▶ WORK ORDER:
The records that follow must be transcribed exactly, each one in full.

═══

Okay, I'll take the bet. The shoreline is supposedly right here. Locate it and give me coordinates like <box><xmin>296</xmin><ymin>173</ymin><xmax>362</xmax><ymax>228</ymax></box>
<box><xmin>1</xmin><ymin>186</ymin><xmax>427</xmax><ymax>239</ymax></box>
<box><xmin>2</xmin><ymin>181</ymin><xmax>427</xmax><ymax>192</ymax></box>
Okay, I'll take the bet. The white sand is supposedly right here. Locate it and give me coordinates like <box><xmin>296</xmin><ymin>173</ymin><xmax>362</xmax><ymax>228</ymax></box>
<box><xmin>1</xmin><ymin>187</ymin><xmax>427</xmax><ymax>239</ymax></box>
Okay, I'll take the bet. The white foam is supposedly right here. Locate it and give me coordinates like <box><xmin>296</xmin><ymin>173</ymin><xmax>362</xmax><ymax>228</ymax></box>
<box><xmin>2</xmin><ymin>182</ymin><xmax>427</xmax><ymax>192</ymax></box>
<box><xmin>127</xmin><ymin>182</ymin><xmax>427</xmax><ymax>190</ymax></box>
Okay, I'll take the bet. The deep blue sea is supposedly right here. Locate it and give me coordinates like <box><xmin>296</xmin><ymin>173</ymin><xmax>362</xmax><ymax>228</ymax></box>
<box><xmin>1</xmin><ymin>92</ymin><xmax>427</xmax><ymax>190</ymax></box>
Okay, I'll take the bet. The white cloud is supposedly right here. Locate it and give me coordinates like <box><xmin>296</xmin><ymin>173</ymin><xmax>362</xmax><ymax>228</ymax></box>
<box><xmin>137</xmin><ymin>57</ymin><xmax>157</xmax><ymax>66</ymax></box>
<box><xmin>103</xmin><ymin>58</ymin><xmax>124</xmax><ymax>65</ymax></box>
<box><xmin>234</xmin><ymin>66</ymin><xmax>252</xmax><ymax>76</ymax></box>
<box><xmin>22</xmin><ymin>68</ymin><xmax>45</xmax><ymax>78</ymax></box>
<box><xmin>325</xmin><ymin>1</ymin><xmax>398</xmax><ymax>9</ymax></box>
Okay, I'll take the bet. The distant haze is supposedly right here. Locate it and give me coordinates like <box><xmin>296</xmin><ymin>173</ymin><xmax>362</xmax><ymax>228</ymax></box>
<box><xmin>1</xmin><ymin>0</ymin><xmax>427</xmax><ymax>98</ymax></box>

═══

▶ RESULT FOR THIS TASK:
Okay, I'll take the bet. The shoreline is supposedly right here. Locate it and give me coordinates like <box><xmin>296</xmin><ymin>173</ymin><xmax>362</xmax><ymax>228</ymax></box>
<box><xmin>1</xmin><ymin>186</ymin><xmax>427</xmax><ymax>239</ymax></box>
<box><xmin>2</xmin><ymin>181</ymin><xmax>427</xmax><ymax>192</ymax></box>
Okay, I'll take the bet. The white sand is supposedly right here. Locate it and give me coordinates like <box><xmin>296</xmin><ymin>173</ymin><xmax>362</xmax><ymax>228</ymax></box>
<box><xmin>1</xmin><ymin>187</ymin><xmax>427</xmax><ymax>239</ymax></box>
Okay, I'll take the bet. The white foam is supposedly right here. Locate it and give me coordinates like <box><xmin>296</xmin><ymin>173</ymin><xmax>362</xmax><ymax>228</ymax></box>
<box><xmin>2</xmin><ymin>182</ymin><xmax>427</xmax><ymax>192</ymax></box>
<box><xmin>127</xmin><ymin>182</ymin><xmax>427</xmax><ymax>190</ymax></box>
Okay, I'll take the bet. The deep blue sea is supposedly right here. Locate it and give me coordinates like <box><xmin>296</xmin><ymin>173</ymin><xmax>362</xmax><ymax>228</ymax></box>
<box><xmin>1</xmin><ymin>92</ymin><xmax>427</xmax><ymax>190</ymax></box>
Okay, I'll take the bet. The white cloud is supposedly right here. Locate it and give me coordinates like <box><xmin>296</xmin><ymin>173</ymin><xmax>362</xmax><ymax>228</ymax></box>
<box><xmin>137</xmin><ymin>57</ymin><xmax>157</xmax><ymax>66</ymax></box>
<box><xmin>103</xmin><ymin>58</ymin><xmax>124</xmax><ymax>65</ymax></box>
<box><xmin>234</xmin><ymin>66</ymin><xmax>252</xmax><ymax>76</ymax></box>
<box><xmin>22</xmin><ymin>68</ymin><xmax>45</xmax><ymax>78</ymax></box>
<box><xmin>325</xmin><ymin>1</ymin><xmax>398</xmax><ymax>9</ymax></box>
Okay, I'll take the bet. The distant haze is supposedly right here. Locate it and give me coordinates like <box><xmin>296</xmin><ymin>173</ymin><xmax>362</xmax><ymax>228</ymax></box>
<box><xmin>1</xmin><ymin>0</ymin><xmax>427</xmax><ymax>98</ymax></box>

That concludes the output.